Extracted records

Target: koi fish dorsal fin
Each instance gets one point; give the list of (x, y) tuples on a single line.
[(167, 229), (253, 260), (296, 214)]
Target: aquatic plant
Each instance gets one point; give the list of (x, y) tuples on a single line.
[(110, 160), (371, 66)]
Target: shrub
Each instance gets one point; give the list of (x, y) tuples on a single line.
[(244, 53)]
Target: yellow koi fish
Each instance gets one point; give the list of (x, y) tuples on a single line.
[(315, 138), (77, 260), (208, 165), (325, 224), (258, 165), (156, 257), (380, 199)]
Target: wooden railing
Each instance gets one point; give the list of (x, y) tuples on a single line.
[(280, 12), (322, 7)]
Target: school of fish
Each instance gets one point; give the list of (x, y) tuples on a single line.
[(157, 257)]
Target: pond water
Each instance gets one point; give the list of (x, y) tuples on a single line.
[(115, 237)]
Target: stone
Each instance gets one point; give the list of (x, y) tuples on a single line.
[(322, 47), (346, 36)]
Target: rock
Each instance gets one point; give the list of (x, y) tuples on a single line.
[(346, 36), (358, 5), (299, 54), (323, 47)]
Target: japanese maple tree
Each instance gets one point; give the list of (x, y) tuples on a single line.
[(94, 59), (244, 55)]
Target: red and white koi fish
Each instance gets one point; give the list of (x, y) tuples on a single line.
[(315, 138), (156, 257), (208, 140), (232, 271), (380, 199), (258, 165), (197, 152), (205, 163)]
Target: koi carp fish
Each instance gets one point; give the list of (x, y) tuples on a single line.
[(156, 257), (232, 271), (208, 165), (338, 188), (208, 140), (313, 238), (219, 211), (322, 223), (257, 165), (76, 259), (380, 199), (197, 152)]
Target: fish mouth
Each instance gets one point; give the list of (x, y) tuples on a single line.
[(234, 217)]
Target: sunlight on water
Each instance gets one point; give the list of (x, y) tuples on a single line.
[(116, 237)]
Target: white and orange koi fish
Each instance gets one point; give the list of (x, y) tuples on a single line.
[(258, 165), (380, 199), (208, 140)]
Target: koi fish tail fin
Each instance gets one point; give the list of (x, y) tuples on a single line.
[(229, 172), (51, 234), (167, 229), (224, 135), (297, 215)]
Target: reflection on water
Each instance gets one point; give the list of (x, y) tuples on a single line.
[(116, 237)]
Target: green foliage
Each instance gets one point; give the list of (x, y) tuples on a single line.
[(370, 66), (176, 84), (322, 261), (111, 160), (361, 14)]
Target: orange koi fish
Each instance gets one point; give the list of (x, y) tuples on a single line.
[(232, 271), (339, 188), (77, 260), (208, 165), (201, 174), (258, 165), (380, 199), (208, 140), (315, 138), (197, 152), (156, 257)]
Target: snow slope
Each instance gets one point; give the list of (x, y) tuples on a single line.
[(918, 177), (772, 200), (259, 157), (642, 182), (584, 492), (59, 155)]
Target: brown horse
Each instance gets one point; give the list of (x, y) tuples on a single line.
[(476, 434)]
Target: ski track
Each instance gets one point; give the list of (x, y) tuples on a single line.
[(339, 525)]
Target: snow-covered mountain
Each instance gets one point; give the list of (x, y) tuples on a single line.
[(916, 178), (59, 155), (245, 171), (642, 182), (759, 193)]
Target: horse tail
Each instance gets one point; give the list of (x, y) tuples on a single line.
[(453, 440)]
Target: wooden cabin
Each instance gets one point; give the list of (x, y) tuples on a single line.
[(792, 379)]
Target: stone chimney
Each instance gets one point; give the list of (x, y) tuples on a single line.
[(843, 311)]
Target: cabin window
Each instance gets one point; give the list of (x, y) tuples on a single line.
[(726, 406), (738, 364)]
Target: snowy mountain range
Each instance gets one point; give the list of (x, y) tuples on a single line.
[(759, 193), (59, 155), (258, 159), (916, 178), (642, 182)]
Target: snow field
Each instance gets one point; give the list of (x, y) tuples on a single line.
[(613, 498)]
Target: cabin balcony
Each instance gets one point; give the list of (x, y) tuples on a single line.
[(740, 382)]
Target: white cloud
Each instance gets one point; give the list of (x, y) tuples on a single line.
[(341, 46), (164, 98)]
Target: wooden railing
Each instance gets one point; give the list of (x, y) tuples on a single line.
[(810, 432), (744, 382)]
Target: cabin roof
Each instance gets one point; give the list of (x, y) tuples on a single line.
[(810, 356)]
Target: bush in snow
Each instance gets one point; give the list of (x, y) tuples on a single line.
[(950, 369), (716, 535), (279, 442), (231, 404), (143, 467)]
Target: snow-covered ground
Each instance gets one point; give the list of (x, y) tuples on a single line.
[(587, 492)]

To do ->
Turn the lines into a JSON list of strings with one string per line, and skip any blank lines. Begin at the first line of the records and stop after the line that contains "[(244, 53)]".

The result ->
[
  "Target: koi fish dorsal fin",
  "Each instance gets one point; give the list of (x, y) tuples on a single line.",
  "[(167, 229), (253, 260), (296, 214)]",
  "Target: aquatic plant",
  "Each instance gets one point; give the list of (x, y) tuples on a single line.",
  "[(110, 160), (371, 66)]",
  "Target: shrub",
  "Each instance gets one point; give the list of (x, y) tuples on a single line.",
  "[(244, 53)]"
]